■ THE RECORDS:
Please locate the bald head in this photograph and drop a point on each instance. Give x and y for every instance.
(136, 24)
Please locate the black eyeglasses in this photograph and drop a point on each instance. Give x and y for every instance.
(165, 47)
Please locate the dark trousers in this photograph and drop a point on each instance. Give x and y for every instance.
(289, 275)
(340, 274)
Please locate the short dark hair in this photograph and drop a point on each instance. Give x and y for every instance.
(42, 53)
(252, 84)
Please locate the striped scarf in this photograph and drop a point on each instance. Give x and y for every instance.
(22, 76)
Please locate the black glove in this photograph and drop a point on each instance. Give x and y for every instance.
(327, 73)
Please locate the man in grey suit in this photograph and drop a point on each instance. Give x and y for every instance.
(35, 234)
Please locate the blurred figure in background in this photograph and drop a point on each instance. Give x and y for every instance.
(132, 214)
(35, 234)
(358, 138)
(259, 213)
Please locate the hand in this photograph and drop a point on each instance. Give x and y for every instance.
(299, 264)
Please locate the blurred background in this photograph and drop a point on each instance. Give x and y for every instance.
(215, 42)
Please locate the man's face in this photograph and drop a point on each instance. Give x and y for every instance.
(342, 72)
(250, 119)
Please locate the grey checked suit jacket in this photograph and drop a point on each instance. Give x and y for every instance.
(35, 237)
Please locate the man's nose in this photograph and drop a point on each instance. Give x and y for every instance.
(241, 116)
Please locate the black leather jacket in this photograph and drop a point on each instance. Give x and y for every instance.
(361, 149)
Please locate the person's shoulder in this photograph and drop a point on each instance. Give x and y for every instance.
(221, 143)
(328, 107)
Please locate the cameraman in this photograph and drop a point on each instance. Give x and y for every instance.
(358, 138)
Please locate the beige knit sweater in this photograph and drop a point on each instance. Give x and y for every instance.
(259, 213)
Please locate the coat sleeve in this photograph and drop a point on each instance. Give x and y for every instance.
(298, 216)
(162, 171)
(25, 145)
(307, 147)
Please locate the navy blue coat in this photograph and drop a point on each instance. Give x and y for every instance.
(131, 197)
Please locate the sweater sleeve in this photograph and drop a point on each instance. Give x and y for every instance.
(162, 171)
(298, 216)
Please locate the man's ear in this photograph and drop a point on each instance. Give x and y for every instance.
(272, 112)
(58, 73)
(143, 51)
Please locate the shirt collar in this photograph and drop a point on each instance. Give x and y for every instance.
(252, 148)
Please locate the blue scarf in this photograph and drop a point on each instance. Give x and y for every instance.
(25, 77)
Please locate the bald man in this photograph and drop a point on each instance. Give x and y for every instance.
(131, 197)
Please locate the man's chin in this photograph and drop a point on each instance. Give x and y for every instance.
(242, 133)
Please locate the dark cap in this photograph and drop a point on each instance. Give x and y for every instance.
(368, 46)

■ TASK INSTRUCTIONS: Exactly reproduce the lines from the one containing "Please locate the beige" through the end of the records, and only those lines.

■ THE RESPONSE:
Please locate the beige knit sweater in this photograph and drop a point on each instance. Give x and y for every instance.
(259, 213)
Please locate the coat sleeve in this photograph and drop a point on each instance. Give x and y for every instance.
(298, 216)
(162, 171)
(25, 145)
(307, 147)
Please locate the navy blue coat in this photograph and drop a point on each instance. Give x and y for every instance.
(131, 197)
Please locate the sweater sleeve in this photograph and drop a point on each instance. Give x and y for every instance.
(162, 171)
(298, 216)
Please locate the man's ear in this photograph and drop a point on each instance. Give x and y for every instance.
(272, 112)
(58, 73)
(143, 51)
Please locate the shirt collar in this photograph and drop a point on each instance. Give x and y for every instance.
(252, 148)
Please locate the blue scarf in this photograph and drop a point on each instance. Give x and y for every instance.
(25, 77)
Please locate the bald man in this photograph and drop a point on each instance. Give x and y for every instance.
(131, 197)
Please locate the man's chin in this photograph and drop a point on each instance. Give x and y for every instance.
(242, 133)
Please locate the dark cap in this photograph and drop a point on each instance. Give x and y for every instance.
(368, 46)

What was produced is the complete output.